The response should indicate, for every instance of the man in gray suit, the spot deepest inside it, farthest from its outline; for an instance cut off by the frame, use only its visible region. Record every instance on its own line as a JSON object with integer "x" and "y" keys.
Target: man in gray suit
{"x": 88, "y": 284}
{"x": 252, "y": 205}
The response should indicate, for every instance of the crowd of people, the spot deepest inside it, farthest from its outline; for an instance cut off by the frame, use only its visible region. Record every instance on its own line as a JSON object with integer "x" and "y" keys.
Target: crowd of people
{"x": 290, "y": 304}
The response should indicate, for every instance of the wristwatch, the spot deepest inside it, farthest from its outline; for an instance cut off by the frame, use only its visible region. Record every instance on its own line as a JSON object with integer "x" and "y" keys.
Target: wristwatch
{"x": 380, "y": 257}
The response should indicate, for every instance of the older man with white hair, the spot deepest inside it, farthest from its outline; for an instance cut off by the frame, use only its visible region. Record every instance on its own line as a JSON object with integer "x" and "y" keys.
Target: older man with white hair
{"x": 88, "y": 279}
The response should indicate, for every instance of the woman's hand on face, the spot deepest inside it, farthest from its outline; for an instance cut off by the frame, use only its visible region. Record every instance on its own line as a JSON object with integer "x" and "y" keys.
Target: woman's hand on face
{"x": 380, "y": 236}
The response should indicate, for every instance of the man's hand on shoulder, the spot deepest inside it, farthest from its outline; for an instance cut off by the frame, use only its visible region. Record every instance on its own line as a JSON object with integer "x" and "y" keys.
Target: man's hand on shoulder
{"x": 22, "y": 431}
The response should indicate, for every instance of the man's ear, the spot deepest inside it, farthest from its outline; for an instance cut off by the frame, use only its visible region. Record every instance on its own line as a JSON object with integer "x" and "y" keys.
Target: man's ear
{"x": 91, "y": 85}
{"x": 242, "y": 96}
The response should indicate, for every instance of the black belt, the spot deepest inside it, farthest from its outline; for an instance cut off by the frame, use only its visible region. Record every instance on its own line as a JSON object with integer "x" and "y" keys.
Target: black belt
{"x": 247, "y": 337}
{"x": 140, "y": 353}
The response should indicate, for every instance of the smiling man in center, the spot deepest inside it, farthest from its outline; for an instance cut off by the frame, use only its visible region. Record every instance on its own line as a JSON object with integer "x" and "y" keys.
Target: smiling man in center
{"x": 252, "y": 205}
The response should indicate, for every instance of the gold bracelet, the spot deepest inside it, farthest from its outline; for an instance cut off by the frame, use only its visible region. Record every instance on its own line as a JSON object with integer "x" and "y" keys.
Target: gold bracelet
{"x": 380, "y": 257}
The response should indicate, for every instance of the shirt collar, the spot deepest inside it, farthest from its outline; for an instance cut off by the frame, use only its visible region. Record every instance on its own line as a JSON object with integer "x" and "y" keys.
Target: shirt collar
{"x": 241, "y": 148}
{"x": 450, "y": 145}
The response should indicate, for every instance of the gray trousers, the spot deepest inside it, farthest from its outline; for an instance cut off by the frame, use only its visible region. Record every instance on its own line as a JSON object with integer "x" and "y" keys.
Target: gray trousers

PROBLEM TO SOLVE. Go through the entries above and reproduce each one exactly.

ANSWER TO THE EXERCISE.
The response should indicate, for every instance of the man in gray suit, the spot deepest inside it, farthest from its outline; for an instance cut off by the frame, use only its visible region. Record every instance on its own line as a JSON object with integer "x" and "y" keys.
Target: man in gray suit
{"x": 88, "y": 284}
{"x": 252, "y": 205}
The response should indicate, for every instance of the crowd of people, the spot deepest inside it, farthest from its outline; for an instance cut off by the frame, use only its visible region. Record every instance on its own line as a JSON object with integer "x" and "y" keys.
Target: crowd of people
{"x": 290, "y": 304}
The response should indicate, for every instance of the wristwatch, the spot deepest inside it, farthest from its outline; for an instance cut off by the frame, use only its visible region. Record every instance on its own line as a JSON object with integer "x" and "y" keys.
Target: wristwatch
{"x": 380, "y": 257}
The response should indicate, for every instance of the older man with white hair, the spot deepest inside it, farthest from its outline; for an instance cut off by the frame, use only its visible region. Record every instance on its own line as a JSON object with integer "x" and "y" keys.
Target: older man with white hair
{"x": 88, "y": 279}
The response should indicate, for every instance of the woman's hand on face, the spot deepest inside it, farthest from its outline; for an instance cut off by the frame, use only its visible region. Record every instance on its own line as a JSON object with integer "x" and "y" keys.
Target: woman's hand on face
{"x": 380, "y": 236}
The response should indicate, for every instance of the man's hand on shoulder, the spot deepest inside it, farthest from its outline; for an instance cut off by the frame, use only its visible region. Record every instance on its own line as a JSON object with integer "x" and "y" keys.
Target: man's hand on shoulder
{"x": 22, "y": 431}
The response should indicate, for every instance of the man's ear, the spot deepest inside it, farthest from its outline; for an instance cut off by the frame, use only its visible region. Record every instance on its own line as a JSON object with integer "x" and "y" keys.
Target: man's ear
{"x": 91, "y": 85}
{"x": 242, "y": 96}
The response should indicate, for every instance of the black belt, the spot deepest inside it, farthest from its outline; for an instance cut off by the frame, use only its visible region. Record every instance on its own line as a JSON object with integer "x" and "y" keys.
Target: black belt
{"x": 247, "y": 337}
{"x": 140, "y": 353}
The response should indicate, for every instance of the smiling man in center, the spot deepest inside it, farthest from its outline; for an instance cut off by the frame, use only its visible region. Record every instance on its own line as a JSON object with integer "x" and "y" keys.
Target: smiling man in center
{"x": 252, "y": 205}
The response should indicate, for every instance of the gold bracelet, the spot deepest inside it, farthest from its outline; for an instance cut off by the frame, use only its visible region. Record every instance on its own line as a JSON object with integer "x" and "y" keys.
Target: gold bracelet
{"x": 380, "y": 257}
The response should indicate, for every instance of the shirt collar, the spot deepest inside it, farthest from its outline; for an instance cut off by the frame, use only its visible region. Record every instance on its own line as a JSON object with integer "x" and "y" keys.
Target: shirt collar
{"x": 241, "y": 148}
{"x": 450, "y": 145}
The response should indicate, for every instance of the gray trousers, the spot deepest inside it, farthest from its outline; for an instance cut off by the frame, use only its visible region. Record every instance on its own line as a JSON object with integer "x" and "y" keys.
Target: gray trousers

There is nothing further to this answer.